§ Exercise brief
Take the entries below and print, exactly, the stretch from the line containing "query: outbuilding roof" through the line containing "Provide the mask of every instance of the outbuilding", both included.

------------------------------------------------------------------------

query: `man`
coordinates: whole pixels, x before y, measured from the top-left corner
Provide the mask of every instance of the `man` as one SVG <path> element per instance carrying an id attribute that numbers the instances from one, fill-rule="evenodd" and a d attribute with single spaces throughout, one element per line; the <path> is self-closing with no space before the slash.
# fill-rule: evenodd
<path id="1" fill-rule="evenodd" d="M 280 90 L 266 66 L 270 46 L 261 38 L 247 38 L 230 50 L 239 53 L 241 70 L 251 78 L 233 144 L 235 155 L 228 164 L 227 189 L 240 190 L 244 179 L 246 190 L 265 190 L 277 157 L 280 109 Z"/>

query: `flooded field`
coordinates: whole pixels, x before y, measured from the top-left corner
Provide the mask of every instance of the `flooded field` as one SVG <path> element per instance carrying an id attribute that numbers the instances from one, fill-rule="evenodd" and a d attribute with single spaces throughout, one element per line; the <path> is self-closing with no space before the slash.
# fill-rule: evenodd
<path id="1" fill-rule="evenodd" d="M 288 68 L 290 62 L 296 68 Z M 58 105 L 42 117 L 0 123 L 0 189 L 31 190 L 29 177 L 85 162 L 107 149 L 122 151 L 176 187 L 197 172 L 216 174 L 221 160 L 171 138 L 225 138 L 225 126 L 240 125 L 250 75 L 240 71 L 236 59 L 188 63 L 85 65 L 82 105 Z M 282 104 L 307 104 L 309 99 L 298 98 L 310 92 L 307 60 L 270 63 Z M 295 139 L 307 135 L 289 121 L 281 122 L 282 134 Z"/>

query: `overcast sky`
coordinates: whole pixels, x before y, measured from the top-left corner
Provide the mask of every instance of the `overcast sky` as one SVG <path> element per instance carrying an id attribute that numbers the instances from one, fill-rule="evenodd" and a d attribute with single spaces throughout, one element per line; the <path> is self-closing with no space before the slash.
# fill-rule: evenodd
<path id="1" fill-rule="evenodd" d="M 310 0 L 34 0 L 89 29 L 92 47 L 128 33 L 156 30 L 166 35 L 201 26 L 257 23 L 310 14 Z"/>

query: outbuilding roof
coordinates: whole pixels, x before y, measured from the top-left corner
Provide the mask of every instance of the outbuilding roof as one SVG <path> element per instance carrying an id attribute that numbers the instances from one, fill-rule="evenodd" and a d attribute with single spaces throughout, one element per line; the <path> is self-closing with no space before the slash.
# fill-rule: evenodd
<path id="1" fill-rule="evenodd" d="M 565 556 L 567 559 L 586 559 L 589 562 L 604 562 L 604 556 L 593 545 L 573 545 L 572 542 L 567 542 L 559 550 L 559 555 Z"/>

------------------------------------------------------------------------

§ Result
query: outbuilding roof
coordinates: whole pixels, x before y, measured from the top-left corner
Provide the mask of every instance of the outbuilding roof as one SVG <path> element per instance carrying an id attribute that numbers the instances from one, fill-rule="evenodd" and a d attribute with single spaces throughout, one element per line; the <path> is self-closing with no space before the slash.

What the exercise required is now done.